MATERIAL PROVIDED
** START **

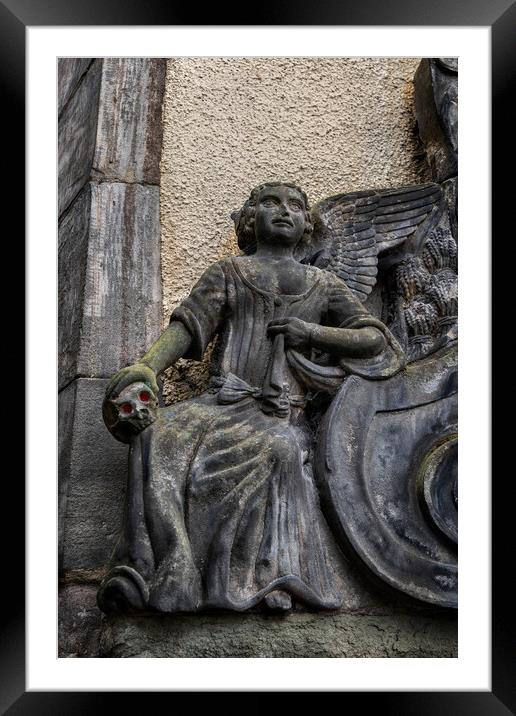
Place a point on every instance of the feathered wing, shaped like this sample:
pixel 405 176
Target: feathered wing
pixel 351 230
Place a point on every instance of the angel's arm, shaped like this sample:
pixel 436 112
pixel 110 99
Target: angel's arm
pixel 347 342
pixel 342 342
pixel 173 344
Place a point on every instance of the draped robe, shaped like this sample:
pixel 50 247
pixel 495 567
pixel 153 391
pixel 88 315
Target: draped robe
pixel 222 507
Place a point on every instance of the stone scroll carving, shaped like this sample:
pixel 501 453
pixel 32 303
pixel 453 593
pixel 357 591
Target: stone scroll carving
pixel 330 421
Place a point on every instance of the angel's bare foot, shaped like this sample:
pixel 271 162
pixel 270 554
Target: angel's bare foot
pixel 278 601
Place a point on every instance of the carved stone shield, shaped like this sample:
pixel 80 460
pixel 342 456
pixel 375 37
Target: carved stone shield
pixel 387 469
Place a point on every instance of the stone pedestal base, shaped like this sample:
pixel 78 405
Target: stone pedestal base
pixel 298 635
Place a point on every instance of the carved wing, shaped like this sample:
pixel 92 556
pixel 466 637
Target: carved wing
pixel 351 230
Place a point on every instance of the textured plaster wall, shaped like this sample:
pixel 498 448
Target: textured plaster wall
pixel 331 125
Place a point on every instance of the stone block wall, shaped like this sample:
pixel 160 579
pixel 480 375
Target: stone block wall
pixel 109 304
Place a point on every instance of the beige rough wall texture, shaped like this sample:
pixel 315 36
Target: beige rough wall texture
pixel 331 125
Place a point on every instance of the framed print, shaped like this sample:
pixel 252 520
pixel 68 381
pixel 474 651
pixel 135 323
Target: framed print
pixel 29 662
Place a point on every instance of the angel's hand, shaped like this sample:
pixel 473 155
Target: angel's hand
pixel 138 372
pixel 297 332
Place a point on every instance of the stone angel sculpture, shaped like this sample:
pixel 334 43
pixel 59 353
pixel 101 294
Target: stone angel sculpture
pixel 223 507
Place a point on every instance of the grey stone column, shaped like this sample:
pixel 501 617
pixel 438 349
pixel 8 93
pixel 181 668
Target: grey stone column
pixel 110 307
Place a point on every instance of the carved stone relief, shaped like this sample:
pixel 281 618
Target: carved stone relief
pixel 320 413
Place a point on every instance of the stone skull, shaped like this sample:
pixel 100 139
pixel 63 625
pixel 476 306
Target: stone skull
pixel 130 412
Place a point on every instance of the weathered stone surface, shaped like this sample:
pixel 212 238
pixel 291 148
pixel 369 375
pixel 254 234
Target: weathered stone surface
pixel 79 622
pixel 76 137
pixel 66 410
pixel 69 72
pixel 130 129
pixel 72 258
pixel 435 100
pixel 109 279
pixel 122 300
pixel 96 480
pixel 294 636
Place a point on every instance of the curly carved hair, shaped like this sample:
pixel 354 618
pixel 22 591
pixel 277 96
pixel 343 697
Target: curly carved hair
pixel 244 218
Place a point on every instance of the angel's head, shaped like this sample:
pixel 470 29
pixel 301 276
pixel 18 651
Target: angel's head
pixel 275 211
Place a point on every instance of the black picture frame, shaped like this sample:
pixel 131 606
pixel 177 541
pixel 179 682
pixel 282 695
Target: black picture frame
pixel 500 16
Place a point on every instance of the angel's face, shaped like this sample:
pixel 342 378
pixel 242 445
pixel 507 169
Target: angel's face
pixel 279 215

** END **
** START **

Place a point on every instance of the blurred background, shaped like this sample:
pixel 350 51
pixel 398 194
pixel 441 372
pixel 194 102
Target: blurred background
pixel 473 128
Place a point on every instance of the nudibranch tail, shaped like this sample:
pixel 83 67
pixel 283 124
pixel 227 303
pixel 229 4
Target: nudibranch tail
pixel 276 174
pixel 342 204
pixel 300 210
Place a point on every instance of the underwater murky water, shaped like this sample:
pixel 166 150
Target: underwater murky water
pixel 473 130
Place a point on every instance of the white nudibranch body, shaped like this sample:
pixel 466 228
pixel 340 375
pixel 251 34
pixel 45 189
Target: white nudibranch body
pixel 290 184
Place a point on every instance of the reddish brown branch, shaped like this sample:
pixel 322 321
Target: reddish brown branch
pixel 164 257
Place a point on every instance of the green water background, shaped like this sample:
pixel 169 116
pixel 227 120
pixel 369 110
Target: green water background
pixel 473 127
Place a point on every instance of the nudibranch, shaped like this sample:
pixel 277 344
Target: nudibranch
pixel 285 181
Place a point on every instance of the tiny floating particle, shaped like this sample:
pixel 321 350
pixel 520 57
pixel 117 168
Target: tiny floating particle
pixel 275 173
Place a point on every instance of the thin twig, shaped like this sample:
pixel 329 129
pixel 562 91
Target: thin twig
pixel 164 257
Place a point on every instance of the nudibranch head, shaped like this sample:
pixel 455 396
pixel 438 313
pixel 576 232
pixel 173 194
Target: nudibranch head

** END **

WRITTEN EXERCISE
List every line in the items above that contains the word "column", where a match must have the same capitalization.

RESPONSE TO THE TASK
Place a point on every instance of the grey stone column, shaped like this sample:
Target: grey stone column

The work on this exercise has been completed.